The task ▸ The answer is every record that follows, printed exactly.

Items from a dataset
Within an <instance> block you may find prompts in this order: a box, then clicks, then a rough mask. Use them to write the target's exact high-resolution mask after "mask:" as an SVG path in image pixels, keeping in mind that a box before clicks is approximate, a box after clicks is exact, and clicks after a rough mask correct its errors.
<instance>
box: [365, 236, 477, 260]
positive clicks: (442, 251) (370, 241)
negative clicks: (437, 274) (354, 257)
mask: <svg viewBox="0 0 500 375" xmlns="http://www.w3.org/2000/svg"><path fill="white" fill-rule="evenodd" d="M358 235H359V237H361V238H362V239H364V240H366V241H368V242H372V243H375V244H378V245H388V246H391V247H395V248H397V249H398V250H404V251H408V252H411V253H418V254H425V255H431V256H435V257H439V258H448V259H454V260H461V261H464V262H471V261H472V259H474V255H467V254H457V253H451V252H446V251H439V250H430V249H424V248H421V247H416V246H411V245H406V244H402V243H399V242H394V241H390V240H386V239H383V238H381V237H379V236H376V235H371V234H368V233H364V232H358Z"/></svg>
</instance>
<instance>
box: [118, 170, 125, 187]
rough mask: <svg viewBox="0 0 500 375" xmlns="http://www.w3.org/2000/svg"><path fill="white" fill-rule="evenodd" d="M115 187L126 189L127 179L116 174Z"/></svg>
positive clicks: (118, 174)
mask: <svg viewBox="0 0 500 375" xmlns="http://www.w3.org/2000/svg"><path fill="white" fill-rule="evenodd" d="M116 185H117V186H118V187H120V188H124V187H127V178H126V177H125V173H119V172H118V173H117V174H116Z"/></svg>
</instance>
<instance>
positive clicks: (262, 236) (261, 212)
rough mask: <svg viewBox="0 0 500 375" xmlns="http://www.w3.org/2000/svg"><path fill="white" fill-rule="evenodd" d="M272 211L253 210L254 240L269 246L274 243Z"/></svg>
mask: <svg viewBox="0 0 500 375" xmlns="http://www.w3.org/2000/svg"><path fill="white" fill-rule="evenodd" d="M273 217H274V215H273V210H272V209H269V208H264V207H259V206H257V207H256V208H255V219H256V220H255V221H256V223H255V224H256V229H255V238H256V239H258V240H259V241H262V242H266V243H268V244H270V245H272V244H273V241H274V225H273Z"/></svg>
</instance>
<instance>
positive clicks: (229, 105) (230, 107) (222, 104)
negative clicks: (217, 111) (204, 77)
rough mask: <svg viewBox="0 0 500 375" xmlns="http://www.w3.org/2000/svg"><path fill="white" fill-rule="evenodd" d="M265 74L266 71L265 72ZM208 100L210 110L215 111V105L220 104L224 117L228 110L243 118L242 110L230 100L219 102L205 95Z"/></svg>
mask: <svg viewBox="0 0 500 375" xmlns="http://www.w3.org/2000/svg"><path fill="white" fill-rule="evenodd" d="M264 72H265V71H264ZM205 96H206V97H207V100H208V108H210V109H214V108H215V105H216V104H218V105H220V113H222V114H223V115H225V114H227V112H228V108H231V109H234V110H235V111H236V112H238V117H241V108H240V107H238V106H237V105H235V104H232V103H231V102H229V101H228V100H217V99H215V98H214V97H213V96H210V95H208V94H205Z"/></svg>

Written response ▸
Within an <instance> block you may find prompts in this order: a box, then clicks, then a rough mask. Use them to write the target's exact high-resolution mask after "mask:" as an SVG path in image pixels, keeping in mind that a box before clicks is approximate, a box after clicks is exact, and clicks after a rough mask correct its errors.
<instance>
box: [365, 236, 477, 260]
positive clicks: (442, 251) (370, 241)
negative clicks: (437, 274) (354, 257)
mask: <svg viewBox="0 0 500 375" xmlns="http://www.w3.org/2000/svg"><path fill="white" fill-rule="evenodd" d="M358 235H359V237H361V238H362V239H364V240H366V241H368V242H372V243H375V244H378V245H388V246H391V247H395V248H397V249H398V250H404V251H408V252H411V253H418V254H425V255H431V256H435V257H439V258H448V259H454V260H461V261H464V262H471V261H472V259H474V255H467V254H457V253H451V252H446V251H439V250H430V249H424V248H421V247H416V246H411V245H406V244H402V243H399V242H394V241H390V240H386V239H383V238H381V237H379V236H376V235H371V234H368V233H364V232H358Z"/></svg>
</instance>
<instance>
box: [118, 170, 125, 187]
rough mask: <svg viewBox="0 0 500 375" xmlns="http://www.w3.org/2000/svg"><path fill="white" fill-rule="evenodd" d="M115 187L126 189L127 179L116 174Z"/></svg>
positive clicks: (118, 174)
mask: <svg viewBox="0 0 500 375" xmlns="http://www.w3.org/2000/svg"><path fill="white" fill-rule="evenodd" d="M116 185H117V186H118V187H120V188H124V187H127V178H126V177H125V173H119V172H118V173H117V174H116Z"/></svg>
</instance>
<instance>
positive clicks: (262, 236) (261, 212)
rough mask: <svg viewBox="0 0 500 375" xmlns="http://www.w3.org/2000/svg"><path fill="white" fill-rule="evenodd" d="M272 211L253 210L254 240L269 246L274 243Z"/></svg>
mask: <svg viewBox="0 0 500 375" xmlns="http://www.w3.org/2000/svg"><path fill="white" fill-rule="evenodd" d="M273 217H274V215H273V210H272V209H269V208H264V207H259V206H257V207H256V208H255V219H256V220H255V221H256V223H255V224H256V229H255V238H256V239H258V240H259V241H262V242H266V243H268V244H270V245H272V244H273V241H274V225H273Z"/></svg>
</instance>
<instance>
positive clicks: (229, 105) (230, 107) (222, 104)
negative clicks: (217, 111) (204, 77)
rough mask: <svg viewBox="0 0 500 375" xmlns="http://www.w3.org/2000/svg"><path fill="white" fill-rule="evenodd" d="M265 74L266 71L265 72ZM208 100L210 110L215 111V105L220 104L224 117L228 110L243 118L242 110L230 100L219 102L205 95Z"/></svg>
mask: <svg viewBox="0 0 500 375" xmlns="http://www.w3.org/2000/svg"><path fill="white" fill-rule="evenodd" d="M264 72H265V71H264ZM205 96H206V97H207V100H208V108H210V109H214V108H215V105H216V104H218V105H220V113H222V114H223V115H225V114H227V112H228V108H231V109H234V110H235V111H236V112H238V117H241V108H240V107H238V106H237V105H235V104H232V103H231V102H229V101H228V100H217V99H215V98H214V97H213V96H210V95H208V94H205Z"/></svg>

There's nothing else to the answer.